▶ [THE REQUEST]:
Extract each line in the rows below that contains the word "distant".

====

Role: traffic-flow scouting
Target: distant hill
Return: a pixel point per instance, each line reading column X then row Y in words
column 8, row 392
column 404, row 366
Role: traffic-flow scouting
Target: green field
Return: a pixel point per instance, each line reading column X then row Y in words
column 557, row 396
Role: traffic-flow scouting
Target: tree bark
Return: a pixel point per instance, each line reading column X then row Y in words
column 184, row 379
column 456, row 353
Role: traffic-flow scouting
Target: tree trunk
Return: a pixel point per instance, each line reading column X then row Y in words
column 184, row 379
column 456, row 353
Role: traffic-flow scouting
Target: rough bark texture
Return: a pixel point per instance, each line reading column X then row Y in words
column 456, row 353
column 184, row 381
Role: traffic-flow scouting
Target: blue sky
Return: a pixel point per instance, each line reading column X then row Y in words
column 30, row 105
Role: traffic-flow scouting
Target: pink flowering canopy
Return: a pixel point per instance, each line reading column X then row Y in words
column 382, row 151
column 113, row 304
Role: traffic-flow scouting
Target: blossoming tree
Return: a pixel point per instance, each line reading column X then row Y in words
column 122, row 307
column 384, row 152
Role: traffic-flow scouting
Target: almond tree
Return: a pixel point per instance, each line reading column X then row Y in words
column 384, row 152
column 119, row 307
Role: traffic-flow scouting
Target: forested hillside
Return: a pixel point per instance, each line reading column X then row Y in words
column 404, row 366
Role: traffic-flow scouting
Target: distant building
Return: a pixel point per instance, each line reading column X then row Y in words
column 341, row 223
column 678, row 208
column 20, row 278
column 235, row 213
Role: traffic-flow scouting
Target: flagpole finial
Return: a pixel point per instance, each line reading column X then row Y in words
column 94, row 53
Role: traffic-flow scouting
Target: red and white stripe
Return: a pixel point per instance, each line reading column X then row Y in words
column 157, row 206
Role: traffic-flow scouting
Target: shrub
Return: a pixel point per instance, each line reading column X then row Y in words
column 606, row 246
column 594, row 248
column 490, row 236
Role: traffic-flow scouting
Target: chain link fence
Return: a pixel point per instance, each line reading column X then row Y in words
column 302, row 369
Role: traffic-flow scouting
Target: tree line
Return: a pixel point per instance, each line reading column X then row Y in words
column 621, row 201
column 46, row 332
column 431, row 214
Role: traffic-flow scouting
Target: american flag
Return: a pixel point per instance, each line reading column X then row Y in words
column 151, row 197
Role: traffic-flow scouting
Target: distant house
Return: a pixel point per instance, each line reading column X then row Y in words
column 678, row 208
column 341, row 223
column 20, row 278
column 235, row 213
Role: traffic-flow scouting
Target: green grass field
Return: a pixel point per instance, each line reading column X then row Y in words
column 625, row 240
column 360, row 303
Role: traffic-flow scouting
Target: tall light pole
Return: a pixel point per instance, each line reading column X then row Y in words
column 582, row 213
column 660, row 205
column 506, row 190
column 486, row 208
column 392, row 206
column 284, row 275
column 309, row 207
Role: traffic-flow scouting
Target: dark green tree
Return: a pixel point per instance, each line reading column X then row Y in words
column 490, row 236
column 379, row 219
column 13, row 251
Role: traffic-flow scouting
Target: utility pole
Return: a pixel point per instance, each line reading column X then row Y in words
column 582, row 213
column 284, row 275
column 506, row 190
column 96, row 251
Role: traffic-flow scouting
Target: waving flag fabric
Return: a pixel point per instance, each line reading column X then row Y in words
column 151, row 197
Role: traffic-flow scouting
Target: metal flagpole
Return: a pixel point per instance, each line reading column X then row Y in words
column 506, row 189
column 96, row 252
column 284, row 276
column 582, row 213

====

▶ [SOLUTION TO THIS TASK]:
Target: distant hill
Target: distant building
Target: distant house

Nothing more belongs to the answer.